[Stored data entries]
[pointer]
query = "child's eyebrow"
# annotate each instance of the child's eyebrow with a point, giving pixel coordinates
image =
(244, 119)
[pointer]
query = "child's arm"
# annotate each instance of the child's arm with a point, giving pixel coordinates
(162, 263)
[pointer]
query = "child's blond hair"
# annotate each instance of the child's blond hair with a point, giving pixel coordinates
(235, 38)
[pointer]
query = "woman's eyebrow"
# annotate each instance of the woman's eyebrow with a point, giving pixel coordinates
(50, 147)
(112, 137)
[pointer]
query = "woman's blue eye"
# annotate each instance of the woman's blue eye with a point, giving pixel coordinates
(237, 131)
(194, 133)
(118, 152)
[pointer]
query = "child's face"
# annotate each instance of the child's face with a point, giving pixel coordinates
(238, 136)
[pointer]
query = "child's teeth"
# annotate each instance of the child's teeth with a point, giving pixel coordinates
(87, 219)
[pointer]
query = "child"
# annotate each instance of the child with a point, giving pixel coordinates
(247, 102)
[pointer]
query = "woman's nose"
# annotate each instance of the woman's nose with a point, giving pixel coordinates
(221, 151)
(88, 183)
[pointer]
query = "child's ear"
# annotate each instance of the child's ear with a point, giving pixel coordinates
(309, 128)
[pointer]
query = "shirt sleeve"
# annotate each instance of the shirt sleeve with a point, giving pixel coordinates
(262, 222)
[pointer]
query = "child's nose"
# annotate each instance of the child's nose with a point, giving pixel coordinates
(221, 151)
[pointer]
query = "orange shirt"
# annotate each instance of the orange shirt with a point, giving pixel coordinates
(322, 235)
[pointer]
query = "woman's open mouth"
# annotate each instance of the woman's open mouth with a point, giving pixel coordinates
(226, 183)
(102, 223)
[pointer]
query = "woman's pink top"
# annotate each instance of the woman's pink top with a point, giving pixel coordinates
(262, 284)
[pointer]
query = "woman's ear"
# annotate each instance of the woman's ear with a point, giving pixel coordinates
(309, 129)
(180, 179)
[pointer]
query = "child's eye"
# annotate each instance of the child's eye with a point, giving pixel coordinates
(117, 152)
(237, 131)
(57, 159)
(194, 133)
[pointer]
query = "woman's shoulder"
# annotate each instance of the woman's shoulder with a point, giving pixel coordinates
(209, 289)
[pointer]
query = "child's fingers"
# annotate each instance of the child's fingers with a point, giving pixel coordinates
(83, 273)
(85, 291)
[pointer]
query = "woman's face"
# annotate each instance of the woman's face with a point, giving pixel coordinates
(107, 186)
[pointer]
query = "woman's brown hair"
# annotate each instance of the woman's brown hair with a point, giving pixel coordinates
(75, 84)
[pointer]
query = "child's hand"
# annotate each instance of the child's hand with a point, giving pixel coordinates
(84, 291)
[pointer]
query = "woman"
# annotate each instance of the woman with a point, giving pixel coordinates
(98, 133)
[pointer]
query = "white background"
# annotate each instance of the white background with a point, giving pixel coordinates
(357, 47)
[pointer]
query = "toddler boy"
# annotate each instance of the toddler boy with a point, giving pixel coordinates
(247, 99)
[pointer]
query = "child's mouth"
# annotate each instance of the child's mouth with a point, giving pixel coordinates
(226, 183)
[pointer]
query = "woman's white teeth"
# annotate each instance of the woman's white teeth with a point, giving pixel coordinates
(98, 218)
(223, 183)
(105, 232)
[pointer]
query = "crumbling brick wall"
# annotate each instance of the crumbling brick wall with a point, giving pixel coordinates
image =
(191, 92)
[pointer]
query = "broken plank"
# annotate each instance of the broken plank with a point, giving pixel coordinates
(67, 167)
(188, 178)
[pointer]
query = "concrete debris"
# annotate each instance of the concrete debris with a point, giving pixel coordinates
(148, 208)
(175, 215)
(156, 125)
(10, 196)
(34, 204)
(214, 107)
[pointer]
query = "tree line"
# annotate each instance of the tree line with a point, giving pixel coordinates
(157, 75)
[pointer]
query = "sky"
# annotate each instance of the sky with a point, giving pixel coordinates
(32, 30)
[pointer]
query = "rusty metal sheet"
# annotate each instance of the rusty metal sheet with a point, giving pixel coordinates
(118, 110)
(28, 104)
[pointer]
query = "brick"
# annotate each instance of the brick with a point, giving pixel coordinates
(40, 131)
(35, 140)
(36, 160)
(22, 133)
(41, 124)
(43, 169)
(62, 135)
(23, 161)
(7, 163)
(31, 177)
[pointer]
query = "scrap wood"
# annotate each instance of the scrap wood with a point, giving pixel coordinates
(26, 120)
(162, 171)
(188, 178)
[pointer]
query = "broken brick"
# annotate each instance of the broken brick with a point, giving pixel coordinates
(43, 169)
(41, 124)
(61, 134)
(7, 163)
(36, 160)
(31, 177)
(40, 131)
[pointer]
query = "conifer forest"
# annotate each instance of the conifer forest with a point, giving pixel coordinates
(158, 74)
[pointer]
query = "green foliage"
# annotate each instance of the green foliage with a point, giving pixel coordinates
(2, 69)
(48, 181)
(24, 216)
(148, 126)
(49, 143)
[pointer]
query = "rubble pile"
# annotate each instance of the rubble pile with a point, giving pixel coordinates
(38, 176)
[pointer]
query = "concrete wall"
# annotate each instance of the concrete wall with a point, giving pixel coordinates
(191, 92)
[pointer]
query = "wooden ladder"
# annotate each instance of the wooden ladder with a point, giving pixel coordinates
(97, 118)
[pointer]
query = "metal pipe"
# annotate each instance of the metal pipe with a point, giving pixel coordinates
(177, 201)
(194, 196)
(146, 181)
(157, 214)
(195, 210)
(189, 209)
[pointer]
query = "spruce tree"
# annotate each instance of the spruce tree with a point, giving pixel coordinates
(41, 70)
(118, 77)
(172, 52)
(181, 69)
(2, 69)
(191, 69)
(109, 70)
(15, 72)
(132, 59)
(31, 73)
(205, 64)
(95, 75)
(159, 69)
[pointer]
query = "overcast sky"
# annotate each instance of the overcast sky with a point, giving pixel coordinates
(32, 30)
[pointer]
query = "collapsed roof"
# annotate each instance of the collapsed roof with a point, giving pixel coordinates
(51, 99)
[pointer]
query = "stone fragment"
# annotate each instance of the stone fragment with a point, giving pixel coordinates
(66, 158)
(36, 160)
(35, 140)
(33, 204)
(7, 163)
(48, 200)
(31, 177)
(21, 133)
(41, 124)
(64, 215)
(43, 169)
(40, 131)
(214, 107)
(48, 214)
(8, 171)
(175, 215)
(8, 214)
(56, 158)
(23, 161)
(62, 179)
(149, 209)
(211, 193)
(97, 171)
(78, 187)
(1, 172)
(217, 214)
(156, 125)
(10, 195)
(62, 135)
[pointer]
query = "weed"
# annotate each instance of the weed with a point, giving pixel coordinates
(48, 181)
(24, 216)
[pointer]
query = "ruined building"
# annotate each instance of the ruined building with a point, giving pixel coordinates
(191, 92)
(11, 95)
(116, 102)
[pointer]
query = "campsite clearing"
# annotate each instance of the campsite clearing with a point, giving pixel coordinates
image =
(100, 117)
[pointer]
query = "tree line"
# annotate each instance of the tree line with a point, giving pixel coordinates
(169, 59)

> **TASK BRIEF**
Your reply should match the data above exactly, line for line.

> **EXERCISE RESPONSE**
[pointer]
query = "child's eyebrow"
# annotate each instance of the child's eyebrow with a point, giving pixel coordinates
image =
(244, 119)
[pointer]
query = "child's arm"
# annotate each instance of the child's arm with a point, giving pixel coordinates
(162, 263)
[pointer]
query = "child's blond hair"
# annotate each instance of the child's blond hair with a point, giving pixel coordinates
(235, 38)
[pointer]
query = "woman's eyebrow"
# annotate each instance of the woman's eyebrow with a point, giving pixel coordinates
(50, 147)
(112, 137)
[pointer]
query = "woman's blue eye"
# annotate each instance of the woman's blue eye with a point, giving pixel coordinates
(237, 131)
(194, 133)
(118, 152)
[pointer]
query = "child's face"
# annotate each instance of the child's face with a point, giving pixel coordinates
(238, 136)
[pointer]
query = "child's teeth"
# annotate each instance of the child's teeth with a point, giving pixel coordinates
(87, 219)
[pointer]
query = "child"
# annotate each instance of the child with a point, giving pixel coordinates
(247, 102)
[pointer]
query = "woman's nose"
# annotate each instance of the woman's nose with a point, giving pixel coordinates
(221, 151)
(88, 183)
[pointer]
query = "child's ear"
# annotate each instance of the child's ear with a point, giving pixel coordinates
(309, 128)
[pointer]
query = "shirt sleeve"
# annotate each instance of the shirt sleeve with a point, giving pixel coordinates
(262, 222)
[pointer]
query = "child's nose"
# annotate each instance of the child's nose with a point, giving pixel coordinates
(221, 151)
[pointer]
query = "orange shirt"
# annotate each instance of the orange shirt with a point, giving pixel coordinates
(322, 235)
[pointer]
query = "woman's open mouth"
# annotate each instance of the woman's open mouth with a point, giving pixel coordinates
(226, 183)
(102, 223)
[pointer]
query = "woman's pink top"
# annotate each instance of the woman's pink top with a point, giving pixel coordinates
(262, 284)
[pointer]
query = "woman's ear"
# annotate each instance of the woman's ear with a point, giving pixel coordinates
(309, 129)
(180, 179)
[pointer]
query = "child's eye"
# annotate each instance of the child's eye with a point, giving pixel coordinates
(117, 152)
(237, 131)
(57, 159)
(194, 133)
[pointer]
query = "woman's shoulder"
# annotate each instance of the woman's shoulder with a point, giving pixel coordinates
(209, 289)
[pointer]
query = "child's fingers"
# annotate each instance of the child's fingers with a point, giving pixel coordinates
(83, 273)
(85, 291)
[pointer]
query = "woman's face"
# annotate each instance of the woman's face with a point, giving pixel coordinates
(107, 186)
[pointer]
query = "woman's brown hair"
# annotate each instance of the woman's brown hair with a point, giving pixel coordinates
(75, 84)
[pointer]
query = "child's hand"
# annotate each instance of the child's hand with a point, giving pixel coordinates
(84, 291)
[pointer]
query = "woman"
# annotate each instance of the woman with a point, giving pixel coordinates
(98, 133)
[pointer]
query = "white background"
# annotate each instance of the white background with a point, giving pixel coordinates
(357, 47)
[pointer]
query = "toddler boy"
# annotate each instance of the toddler boy with a point, giving pixel coordinates
(247, 99)
[pointer]
query = "child's mouth"
# annotate each instance of the child's mouth with a point, giving pixel coordinates
(226, 183)
[pointer]
query = "woman's white teeth"
# annotate each instance of the woman's white teeth with a point, giving pixel coordinates
(98, 218)
(223, 183)
(105, 232)
[pointer]
query = "crumbling brick wall"
# annotate each instance of the crumbling brick wall with a point, giving pixel coordinates
image =
(191, 92)
[pointer]
query = "broken plank"
# annotate each instance of the broken plank with a point, giving pixel coordinates
(67, 167)
(188, 178)
[pointer]
query = "concrete debris"
# annotate each instance of the concrete debris with a point, giving pixel coordinates
(148, 208)
(175, 215)
(156, 125)
(10, 196)
(34, 204)
(214, 107)
[pointer]
query = "tree line"
# annotate each instance of the tree line with a point, giving pixel coordinates
(157, 75)
[pointer]
query = "sky"
# annotate each instance of the sky with a point, giving pixel coordinates
(32, 30)
[pointer]
query = "rusty metal sheet"
# annotate each instance of the rusty metal sheet with a point, giving pixel coordinates
(118, 110)
(28, 104)
[pointer]
query = "brick"
# annotate each instance of the brick with a point, giving pixel coordinates
(40, 131)
(35, 140)
(36, 160)
(22, 133)
(41, 124)
(43, 169)
(62, 135)
(23, 161)
(7, 163)
(31, 177)
[pointer]
query = "scrap wood"
# annotate each instance of the scrap wood with a point, giving pixel coordinates
(26, 120)
(162, 171)
(188, 178)
[pointer]
query = "broken brick"
# annotate each instance of the broken brick with a point, giving pixel coordinates
(43, 169)
(41, 124)
(61, 134)
(7, 163)
(36, 160)
(31, 177)
(40, 131)
[pointer]
query = "conifer forest"
# annotate each instance of the conifer forest with a point, giving pixel coordinates
(158, 74)
[pointer]
query = "green foliage"
# annotate each instance of the green foliage with a point, giving pixel coordinates
(2, 69)
(48, 181)
(24, 216)
(148, 126)
(49, 143)
[pointer]
query = "rubble pile"
# annotate each instance of the rubble pile with a point, giving pixel coordinates
(38, 176)
[pointer]
query = "concrete wall"
# annotate each instance of the concrete wall with a point, giving pixel coordinates
(191, 92)
[pointer]
query = "wooden ladder"
# annotate each instance of the wooden ladder with a point, giving pixel coordinates
(97, 118)
[pointer]
query = "metal pipe"
# annotate each instance of the metal pipe with a point, giving pixel coordinates
(177, 201)
(194, 196)
(146, 181)
(157, 214)
(195, 210)
(189, 209)
[pointer]
query = "spruce tree"
# annotate each instance of the spruce tree with a point, giving pixel coordinates
(41, 70)
(118, 77)
(172, 52)
(181, 69)
(2, 69)
(191, 69)
(109, 70)
(15, 72)
(132, 59)
(31, 73)
(205, 64)
(95, 75)
(159, 69)
[pointer]
query = "overcast sky"
# annotate each instance of the overcast sky with a point, giving pixel coordinates
(32, 30)
[pointer]
query = "collapsed roof"
# annotate each instance of the collapsed roof with a point, giving pixel coordinates
(51, 99)
[pointer]
query = "stone fragment"
# annotate each instance of the stone fragment with a point, giving pixel coordinates
(66, 158)
(36, 160)
(35, 140)
(33, 204)
(7, 163)
(48, 200)
(31, 177)
(21, 133)
(41, 124)
(64, 215)
(43, 169)
(40, 131)
(214, 107)
(48, 214)
(8, 171)
(175, 215)
(8, 214)
(56, 158)
(23, 161)
(62, 179)
(149, 209)
(211, 193)
(97, 171)
(78, 187)
(1, 172)
(217, 214)
(156, 125)
(10, 195)
(62, 135)
[pointer]
query = "weed"
# annotate each instance of the weed with a point, giving pixel coordinates
(48, 181)
(24, 216)
[pointer]
query = "ruined building"
# annotate each instance of the ruined building with a point, giving pixel coordinates
(191, 92)
(11, 95)
(116, 102)
[pointer]
query = "campsite clearing"
# annotate each instance of the campsite clearing with a point, giving pixel coordinates
image =
(100, 117)
[pointer]
query = "tree line"
# annotate each instance of the tree line with a point, giving pixel coordinates
(169, 59)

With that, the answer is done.